== Task to complete ==
Can you copy the records below word for word, from the line with "as [676, 244]." through the line with "[1136, 393]", including both of those lines and nothing else?

Point-labeling records:
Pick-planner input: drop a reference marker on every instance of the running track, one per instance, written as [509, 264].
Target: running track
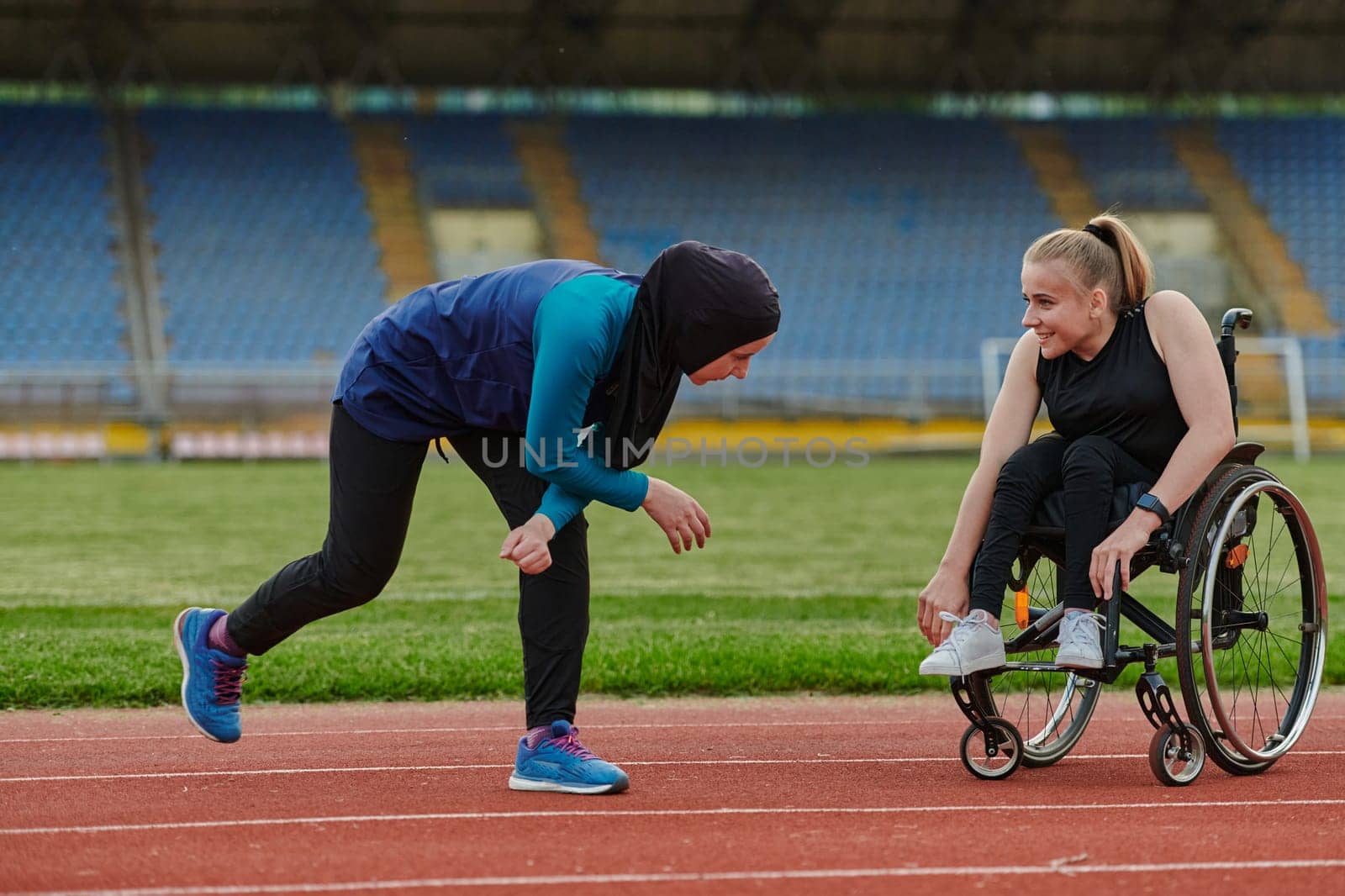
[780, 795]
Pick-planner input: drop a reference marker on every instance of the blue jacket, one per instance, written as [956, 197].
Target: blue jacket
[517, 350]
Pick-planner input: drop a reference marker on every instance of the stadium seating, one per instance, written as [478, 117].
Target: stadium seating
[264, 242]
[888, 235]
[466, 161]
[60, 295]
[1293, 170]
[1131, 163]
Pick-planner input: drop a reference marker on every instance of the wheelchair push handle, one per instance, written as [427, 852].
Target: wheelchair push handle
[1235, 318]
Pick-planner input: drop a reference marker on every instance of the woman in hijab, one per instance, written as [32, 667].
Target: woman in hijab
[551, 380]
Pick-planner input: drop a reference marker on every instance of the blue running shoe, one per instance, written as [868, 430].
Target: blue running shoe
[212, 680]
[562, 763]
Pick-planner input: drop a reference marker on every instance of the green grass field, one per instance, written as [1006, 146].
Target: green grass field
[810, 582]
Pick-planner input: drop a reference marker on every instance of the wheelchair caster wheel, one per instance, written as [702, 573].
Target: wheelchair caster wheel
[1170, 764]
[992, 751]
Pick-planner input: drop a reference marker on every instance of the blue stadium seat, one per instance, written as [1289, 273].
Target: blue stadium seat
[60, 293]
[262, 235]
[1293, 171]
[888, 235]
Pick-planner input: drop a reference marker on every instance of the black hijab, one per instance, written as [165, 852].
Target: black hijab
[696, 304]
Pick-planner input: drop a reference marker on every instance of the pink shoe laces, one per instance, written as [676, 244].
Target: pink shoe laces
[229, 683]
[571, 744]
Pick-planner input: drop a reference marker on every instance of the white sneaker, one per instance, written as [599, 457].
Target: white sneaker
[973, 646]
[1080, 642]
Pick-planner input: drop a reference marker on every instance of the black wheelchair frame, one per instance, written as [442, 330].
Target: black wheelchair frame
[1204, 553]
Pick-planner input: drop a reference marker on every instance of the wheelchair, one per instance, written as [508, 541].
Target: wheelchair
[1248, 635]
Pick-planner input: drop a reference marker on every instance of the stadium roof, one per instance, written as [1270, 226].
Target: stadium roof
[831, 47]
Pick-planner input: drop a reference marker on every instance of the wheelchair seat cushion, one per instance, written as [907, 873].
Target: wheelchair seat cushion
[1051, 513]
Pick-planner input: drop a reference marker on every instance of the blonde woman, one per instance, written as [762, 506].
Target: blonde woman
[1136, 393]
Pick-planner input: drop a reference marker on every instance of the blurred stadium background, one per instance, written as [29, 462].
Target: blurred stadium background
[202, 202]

--

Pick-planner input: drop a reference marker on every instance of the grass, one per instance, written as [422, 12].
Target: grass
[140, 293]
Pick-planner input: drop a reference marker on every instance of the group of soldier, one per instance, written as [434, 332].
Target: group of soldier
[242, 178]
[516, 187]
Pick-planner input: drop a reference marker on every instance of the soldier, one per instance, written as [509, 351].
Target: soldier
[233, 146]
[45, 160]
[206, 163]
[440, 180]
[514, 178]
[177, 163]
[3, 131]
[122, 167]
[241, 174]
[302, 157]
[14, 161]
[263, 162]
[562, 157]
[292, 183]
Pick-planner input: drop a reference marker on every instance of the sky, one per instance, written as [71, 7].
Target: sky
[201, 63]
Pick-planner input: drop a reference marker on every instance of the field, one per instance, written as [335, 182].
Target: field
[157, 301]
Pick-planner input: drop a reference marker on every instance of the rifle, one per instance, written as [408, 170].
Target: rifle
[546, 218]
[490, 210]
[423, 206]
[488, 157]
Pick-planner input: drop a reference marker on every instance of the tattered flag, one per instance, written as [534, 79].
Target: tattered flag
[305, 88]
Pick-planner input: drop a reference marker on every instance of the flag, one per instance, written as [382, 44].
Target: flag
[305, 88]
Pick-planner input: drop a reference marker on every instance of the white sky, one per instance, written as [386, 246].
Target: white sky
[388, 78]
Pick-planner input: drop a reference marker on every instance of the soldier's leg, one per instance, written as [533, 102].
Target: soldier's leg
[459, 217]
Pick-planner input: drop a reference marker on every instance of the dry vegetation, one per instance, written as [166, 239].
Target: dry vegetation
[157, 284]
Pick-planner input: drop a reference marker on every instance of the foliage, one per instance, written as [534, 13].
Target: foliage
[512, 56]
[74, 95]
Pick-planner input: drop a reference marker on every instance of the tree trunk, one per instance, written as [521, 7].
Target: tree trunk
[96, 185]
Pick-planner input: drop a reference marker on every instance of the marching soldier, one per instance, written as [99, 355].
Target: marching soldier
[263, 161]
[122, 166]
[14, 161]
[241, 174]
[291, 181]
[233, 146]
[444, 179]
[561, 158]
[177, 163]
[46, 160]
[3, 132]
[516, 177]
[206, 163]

...

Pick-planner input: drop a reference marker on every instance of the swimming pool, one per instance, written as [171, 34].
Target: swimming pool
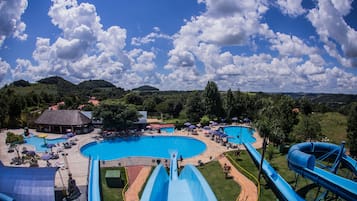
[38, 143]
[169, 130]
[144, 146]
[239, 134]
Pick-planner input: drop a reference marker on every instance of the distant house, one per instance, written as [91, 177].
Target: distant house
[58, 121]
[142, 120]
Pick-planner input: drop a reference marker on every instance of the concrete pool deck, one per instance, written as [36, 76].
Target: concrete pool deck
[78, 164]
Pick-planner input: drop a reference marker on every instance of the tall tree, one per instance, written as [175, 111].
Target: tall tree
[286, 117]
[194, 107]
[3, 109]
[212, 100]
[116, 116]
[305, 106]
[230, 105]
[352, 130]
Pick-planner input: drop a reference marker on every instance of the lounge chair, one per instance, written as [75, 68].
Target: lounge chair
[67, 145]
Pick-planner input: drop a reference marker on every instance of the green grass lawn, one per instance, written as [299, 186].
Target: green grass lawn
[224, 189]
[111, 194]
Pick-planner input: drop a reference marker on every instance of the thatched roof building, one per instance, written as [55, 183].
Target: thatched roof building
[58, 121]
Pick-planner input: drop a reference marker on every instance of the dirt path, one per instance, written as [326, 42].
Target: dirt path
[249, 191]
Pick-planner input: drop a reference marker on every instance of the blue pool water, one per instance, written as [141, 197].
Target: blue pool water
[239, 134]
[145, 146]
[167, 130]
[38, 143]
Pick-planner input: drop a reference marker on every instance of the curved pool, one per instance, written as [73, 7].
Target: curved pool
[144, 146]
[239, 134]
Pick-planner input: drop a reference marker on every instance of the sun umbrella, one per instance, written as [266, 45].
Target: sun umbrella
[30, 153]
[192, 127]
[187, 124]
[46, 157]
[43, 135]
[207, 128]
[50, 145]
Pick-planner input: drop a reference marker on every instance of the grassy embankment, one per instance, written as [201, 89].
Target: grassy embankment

== Written answer ==
Pick-planner input: drop a reference marker on every instance of the pink shoe laces, one per instance, written as [676, 244].
Target: pink shoe laces
[229, 683]
[571, 744]
Pick-planner input: drop a reference marker on every instance of the white sneaker, one per instance, written as [599, 457].
Target: white sneaker
[973, 646]
[1080, 642]
Pick-planner input: drop a reference marker on every instance of the black wheelchair frame, one per instance, written as [442, 330].
Target: black wheelchair frame
[1204, 553]
Pick-planner input: drop a reference marker on every instance of the wheelchair, one per instance, written as [508, 541].
Target: wheelchair
[1248, 635]
Pick-planner input: drop a reference marker on every instance of the stadium roof, one per instance, written as [1270, 226].
Target: stadium roof
[831, 47]
Pick-planner input: drop a reference marker on every instance of the wheelchair seat cushion, one per instance, written as [907, 873].
Target: wheelchair seat cushion
[1051, 513]
Pick-planner input: drop a reference marker on every instance of the blonde woman, one per instance, written as [762, 506].
Target: blonde woman
[1136, 393]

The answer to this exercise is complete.